> [Goal of the exercise]: Pick out every line of the material below that contains the string "water", and copy each such line in full. Matching is case-sensitive.

Region annotation entries
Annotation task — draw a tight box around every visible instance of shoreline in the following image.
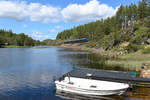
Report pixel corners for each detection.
[58,44,150,71]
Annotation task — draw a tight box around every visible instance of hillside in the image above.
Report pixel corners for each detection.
[0,30,40,47]
[56,0,150,52]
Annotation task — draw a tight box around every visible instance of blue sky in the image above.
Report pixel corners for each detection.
[0,0,139,40]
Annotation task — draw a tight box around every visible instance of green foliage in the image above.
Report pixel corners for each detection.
[126,43,144,52]
[56,0,150,51]
[142,47,150,54]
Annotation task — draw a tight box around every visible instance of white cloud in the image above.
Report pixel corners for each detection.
[0,1,60,23]
[30,31,50,41]
[49,29,56,33]
[55,25,63,29]
[23,24,28,28]
[61,0,117,22]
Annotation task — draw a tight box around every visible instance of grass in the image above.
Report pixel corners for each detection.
[107,51,150,70]
[33,46,50,49]
[4,45,27,48]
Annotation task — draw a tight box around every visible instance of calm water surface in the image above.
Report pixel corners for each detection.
[0,47,150,100]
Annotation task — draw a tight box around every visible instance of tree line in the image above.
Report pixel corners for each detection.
[56,0,150,49]
[0,29,40,47]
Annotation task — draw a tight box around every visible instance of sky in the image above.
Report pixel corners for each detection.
[0,0,139,41]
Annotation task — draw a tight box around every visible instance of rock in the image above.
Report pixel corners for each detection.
[146,39,150,44]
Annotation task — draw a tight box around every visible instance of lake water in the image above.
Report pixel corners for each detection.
[0,47,150,100]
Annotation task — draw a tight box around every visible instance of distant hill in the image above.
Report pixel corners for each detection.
[56,0,150,51]
[0,29,40,47]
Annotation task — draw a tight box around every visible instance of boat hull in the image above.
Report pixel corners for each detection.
[55,79,129,95]
[56,84,127,96]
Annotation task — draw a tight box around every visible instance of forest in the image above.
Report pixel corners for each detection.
[0,30,40,47]
[56,0,150,51]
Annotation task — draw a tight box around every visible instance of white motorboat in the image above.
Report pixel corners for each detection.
[55,74,129,95]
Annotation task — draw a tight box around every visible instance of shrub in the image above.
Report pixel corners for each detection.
[142,47,150,54]
[127,43,144,52]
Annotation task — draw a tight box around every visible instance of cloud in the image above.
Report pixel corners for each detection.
[55,25,63,29]
[49,29,56,33]
[0,1,60,23]
[30,31,50,41]
[23,24,28,28]
[61,0,118,22]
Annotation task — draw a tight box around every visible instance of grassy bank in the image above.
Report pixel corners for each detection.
[3,45,30,48]
[33,46,51,49]
[61,44,150,70]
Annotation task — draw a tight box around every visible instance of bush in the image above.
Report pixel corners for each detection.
[142,47,150,54]
[127,43,144,52]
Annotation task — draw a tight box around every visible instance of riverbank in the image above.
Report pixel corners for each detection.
[60,43,150,71]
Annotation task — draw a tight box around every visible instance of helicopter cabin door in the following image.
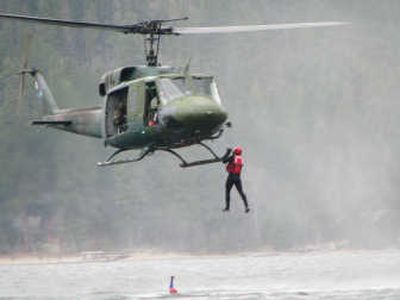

> [Task result]:
Annotation task — draw a tight box around every visible instance of calm water surface in the image above.
Annotation task — draw a tight box around every visible instance of lake water in the image above.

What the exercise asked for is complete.